* Material for the task:
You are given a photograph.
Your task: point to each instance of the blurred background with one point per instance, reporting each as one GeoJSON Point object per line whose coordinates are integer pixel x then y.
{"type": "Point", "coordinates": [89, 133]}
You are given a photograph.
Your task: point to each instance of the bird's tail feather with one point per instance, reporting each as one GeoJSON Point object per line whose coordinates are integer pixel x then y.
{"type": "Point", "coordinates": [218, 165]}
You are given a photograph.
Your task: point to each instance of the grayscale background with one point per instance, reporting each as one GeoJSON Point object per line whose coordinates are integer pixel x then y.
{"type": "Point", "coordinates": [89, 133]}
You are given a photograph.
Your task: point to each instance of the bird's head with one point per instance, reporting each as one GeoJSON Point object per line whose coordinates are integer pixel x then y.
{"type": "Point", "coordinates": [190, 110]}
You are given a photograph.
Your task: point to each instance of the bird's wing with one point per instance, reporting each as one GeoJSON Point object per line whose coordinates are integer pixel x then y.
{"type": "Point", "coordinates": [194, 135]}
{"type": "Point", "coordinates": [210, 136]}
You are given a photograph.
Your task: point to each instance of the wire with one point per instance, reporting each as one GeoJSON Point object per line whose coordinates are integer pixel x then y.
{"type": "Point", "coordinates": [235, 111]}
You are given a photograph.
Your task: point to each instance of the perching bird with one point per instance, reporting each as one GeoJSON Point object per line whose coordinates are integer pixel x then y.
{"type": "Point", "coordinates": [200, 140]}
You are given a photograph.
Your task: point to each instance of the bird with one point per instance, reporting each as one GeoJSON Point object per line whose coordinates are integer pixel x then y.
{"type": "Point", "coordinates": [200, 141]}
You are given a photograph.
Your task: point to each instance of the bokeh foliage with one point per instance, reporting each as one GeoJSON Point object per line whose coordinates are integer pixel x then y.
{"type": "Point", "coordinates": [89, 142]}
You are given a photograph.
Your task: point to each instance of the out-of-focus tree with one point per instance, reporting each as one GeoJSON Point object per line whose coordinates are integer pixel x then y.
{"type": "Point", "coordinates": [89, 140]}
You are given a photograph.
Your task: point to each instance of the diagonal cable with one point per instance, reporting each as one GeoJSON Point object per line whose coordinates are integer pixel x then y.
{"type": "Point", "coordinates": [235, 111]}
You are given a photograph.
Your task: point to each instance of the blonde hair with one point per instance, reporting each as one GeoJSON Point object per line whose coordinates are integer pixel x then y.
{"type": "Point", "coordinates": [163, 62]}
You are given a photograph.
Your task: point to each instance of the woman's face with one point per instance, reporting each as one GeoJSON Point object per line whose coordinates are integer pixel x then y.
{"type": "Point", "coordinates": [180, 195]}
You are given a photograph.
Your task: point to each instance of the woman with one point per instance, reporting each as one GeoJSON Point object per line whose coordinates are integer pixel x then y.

* What to do: Every line of the material must be returned exactly as it appears.

* Task answer:
You are given a photograph.
Your task: point to each instance of the blurred background with one point per instance, reporting each as one GeoJSON Point object per line whose coordinates are integer pixel x then y.
{"type": "Point", "coordinates": [89, 133]}
You are given a photograph.
Your task: point to each instance of the bird's tail feather with one point per instance, reporting each as one GeoJSON Point object per line whose coordinates are integer pixel x then y.
{"type": "Point", "coordinates": [218, 165]}
You are given a photograph.
Your task: point to each instance of the grayscale background with one point per instance, reporting each as one GeoJSON Point object per line whose coordinates are integer pixel x then y.
{"type": "Point", "coordinates": [89, 133]}
You are given a photograph.
Your task: point to each instance of the bird's head with one point per instance, reporting each as one GeoJSON Point object per line whose coordinates are integer pixel x then y.
{"type": "Point", "coordinates": [190, 110]}
You are given a photograph.
Your task: point to each instance of the bird's wing with one point per instance, reporting each as one GeoJSON Point object per line whose coordinates are integer pixel x then y.
{"type": "Point", "coordinates": [194, 135]}
{"type": "Point", "coordinates": [210, 136]}
You are given a photograph.
Your task: point to each instance of the wire with one point per instance, reporting each as one GeoJSON Point object per line whose coordinates are integer pixel x then y.
{"type": "Point", "coordinates": [235, 111]}
You are given a photograph.
Your task: point to each instance of the perching bird with one point per instance, reporting each as one GeoJSON Point object per line whose coordinates are integer pixel x then y.
{"type": "Point", "coordinates": [200, 140]}
You are given a photograph.
Your task: point to each instance of the bird with one point per instance, reporting each as one GeoJSON Point object per line whose coordinates are integer pixel x then y.
{"type": "Point", "coordinates": [200, 141]}
You are given a photograph.
Your task: point to each instance of the bokeh foliage with one point per instance, reporting each as one GeoJSON Point object per line whose coordinates are integer pixel x then y.
{"type": "Point", "coordinates": [89, 142]}
You are given a photograph.
Your task: point to each instance of the out-of-focus tree with one point per instance, reporting each as one GeoJSON Point object per line whose coordinates are integer pixel x then y.
{"type": "Point", "coordinates": [89, 140]}
You are given a photograph.
Your task: point to each instance of the diagonal cable with one point per instance, reporting each as one GeoJSON Point object per line whose coordinates are integer pixel x then y.
{"type": "Point", "coordinates": [235, 111]}
You are given a photograph.
Your task: point to each instance of the blonde hair with one point per instance, reporting each as one GeoJSON Point object per line whose coordinates are integer pixel x then y.
{"type": "Point", "coordinates": [163, 62]}
You are given a photograph.
Your task: point to each instance of the woman's face with one point per instance, reporting each as one GeoJSON Point object per line whose coordinates are integer pixel x then y.
{"type": "Point", "coordinates": [180, 195]}
You are given a photograph.
Your task: point to each instance of the woman with one point per instance, reporting each as one GeoJSON Point object per line whose coordinates are integer pixel x then y.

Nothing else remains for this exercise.